** Start of Stored rows **
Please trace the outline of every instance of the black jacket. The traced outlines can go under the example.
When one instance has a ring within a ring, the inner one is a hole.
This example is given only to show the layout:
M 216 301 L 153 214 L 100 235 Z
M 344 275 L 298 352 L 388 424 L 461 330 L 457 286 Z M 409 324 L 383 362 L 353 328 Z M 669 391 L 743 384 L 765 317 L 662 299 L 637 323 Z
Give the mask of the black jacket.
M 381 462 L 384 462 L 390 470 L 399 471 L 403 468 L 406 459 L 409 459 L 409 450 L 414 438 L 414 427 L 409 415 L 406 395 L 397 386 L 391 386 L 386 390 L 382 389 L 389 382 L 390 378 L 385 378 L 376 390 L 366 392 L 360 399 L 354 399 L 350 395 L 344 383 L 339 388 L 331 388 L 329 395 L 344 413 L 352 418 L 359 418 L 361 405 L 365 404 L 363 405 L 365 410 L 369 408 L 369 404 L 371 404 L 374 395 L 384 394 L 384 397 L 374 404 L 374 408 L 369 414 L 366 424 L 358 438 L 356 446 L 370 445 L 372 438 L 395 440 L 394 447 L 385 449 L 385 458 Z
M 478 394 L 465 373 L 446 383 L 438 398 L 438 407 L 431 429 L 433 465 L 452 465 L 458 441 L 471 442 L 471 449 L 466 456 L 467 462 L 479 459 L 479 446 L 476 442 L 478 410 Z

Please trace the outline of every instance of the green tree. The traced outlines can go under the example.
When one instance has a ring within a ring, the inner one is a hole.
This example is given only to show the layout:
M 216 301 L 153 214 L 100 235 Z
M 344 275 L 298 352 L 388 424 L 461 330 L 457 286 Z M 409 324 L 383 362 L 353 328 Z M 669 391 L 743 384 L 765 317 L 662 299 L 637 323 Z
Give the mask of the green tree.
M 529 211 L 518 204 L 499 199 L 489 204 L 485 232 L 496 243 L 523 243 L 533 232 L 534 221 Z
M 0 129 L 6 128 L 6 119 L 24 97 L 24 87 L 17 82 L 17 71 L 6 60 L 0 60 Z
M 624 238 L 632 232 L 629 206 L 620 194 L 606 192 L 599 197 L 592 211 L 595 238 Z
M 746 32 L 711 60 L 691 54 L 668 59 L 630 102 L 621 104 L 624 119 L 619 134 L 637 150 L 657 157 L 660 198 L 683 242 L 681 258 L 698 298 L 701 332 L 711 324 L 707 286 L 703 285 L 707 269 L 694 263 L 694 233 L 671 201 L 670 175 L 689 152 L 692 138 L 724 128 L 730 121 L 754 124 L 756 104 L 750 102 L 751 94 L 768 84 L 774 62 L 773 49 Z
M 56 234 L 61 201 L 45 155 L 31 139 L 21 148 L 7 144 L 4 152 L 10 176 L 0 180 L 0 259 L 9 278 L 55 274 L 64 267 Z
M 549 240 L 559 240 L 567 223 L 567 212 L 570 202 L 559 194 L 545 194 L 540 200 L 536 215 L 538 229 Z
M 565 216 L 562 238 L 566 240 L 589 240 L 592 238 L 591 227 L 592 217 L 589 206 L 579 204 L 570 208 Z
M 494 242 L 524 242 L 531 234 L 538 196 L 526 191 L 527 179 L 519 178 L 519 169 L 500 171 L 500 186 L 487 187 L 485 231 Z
** End of Stored rows **
▶ [Task directions]:
Put every line of the records above into a numbered list, omitting any blank lines.

▶ [Full solution]:
1. Please trace the outline of every instance of the black jacket. The traced outlines can go under the example.
2. When one instance has a ring within a ring, the inner one is a hole.
3. This example is given only to show the layout:
4. M 216 301 L 153 214 L 100 235 Z
5. M 344 275 L 298 352 L 388 424 L 461 330 L 457 286 Z M 409 324 L 383 362 L 353 328 Z M 669 391 L 743 384 L 765 317 L 662 299 L 637 323 Z
6. Give the mask of the black jacket.
7. M 381 462 L 384 462 L 390 470 L 399 471 L 403 468 L 406 459 L 409 459 L 409 450 L 414 438 L 414 427 L 409 415 L 406 395 L 397 386 L 391 386 L 386 390 L 382 389 L 389 382 L 390 378 L 385 378 L 376 390 L 366 392 L 360 399 L 354 399 L 350 395 L 344 383 L 339 388 L 331 388 L 329 395 L 344 413 L 352 418 L 359 418 L 361 405 L 365 404 L 363 405 L 365 410 L 369 408 L 369 404 L 371 404 L 374 395 L 384 394 L 384 397 L 374 404 L 374 408 L 369 414 L 366 424 L 358 438 L 356 446 L 370 445 L 372 438 L 395 440 L 394 447 L 385 449 L 385 458 Z
8. M 478 394 L 465 373 L 446 383 L 438 398 L 438 407 L 431 429 L 433 465 L 452 465 L 458 441 L 471 442 L 471 449 L 466 456 L 467 462 L 479 459 L 479 446 L 476 442 L 478 410 Z
9. Please trace the outline of every instance of the green tree. The traced outlines can go under the example.
10. When one instance has a ring within a ring, the inner one is a hole.
11. This example is given only to show the layout:
12. M 216 301 L 153 214 L 100 235 Z
13. M 344 275 L 298 352 L 388 424 L 461 330 L 457 286 Z M 409 324 L 383 362 L 353 328 Z M 669 391 L 743 384 L 765 317 L 662 299 L 637 323 Z
14. Give the mask of the green tree.
15. M 529 211 L 518 204 L 499 199 L 489 204 L 485 232 L 496 243 L 523 243 L 533 232 L 534 221 Z
16. M 0 129 L 6 128 L 6 119 L 24 97 L 24 87 L 17 82 L 17 71 L 6 60 L 0 60 Z
17. M 624 238 L 632 232 L 629 206 L 620 194 L 606 192 L 599 197 L 592 211 L 595 238 Z
18. M 746 32 L 711 60 L 691 54 L 668 59 L 630 102 L 621 104 L 624 119 L 619 134 L 637 150 L 657 157 L 660 198 L 683 242 L 681 258 L 698 298 L 701 332 L 711 324 L 707 286 L 703 285 L 707 269 L 694 263 L 694 233 L 671 201 L 670 175 L 689 152 L 692 138 L 724 128 L 730 121 L 754 124 L 756 104 L 750 102 L 751 94 L 768 84 L 774 62 L 773 49 Z
19. M 56 234 L 61 201 L 45 155 L 31 139 L 21 148 L 7 144 L 4 152 L 10 176 L 0 180 L 0 259 L 9 278 L 55 274 L 64 267 Z
20. M 549 240 L 559 240 L 567 223 L 567 212 L 570 202 L 559 194 L 545 194 L 540 200 L 536 215 L 538 229 Z
21. M 565 216 L 562 238 L 566 240 L 589 240 L 592 238 L 591 227 L 592 217 L 589 206 L 579 204 L 570 208 Z
22. M 494 242 L 524 242 L 531 234 L 538 196 L 526 191 L 527 179 L 519 178 L 519 169 L 500 171 L 500 186 L 487 187 L 485 231 Z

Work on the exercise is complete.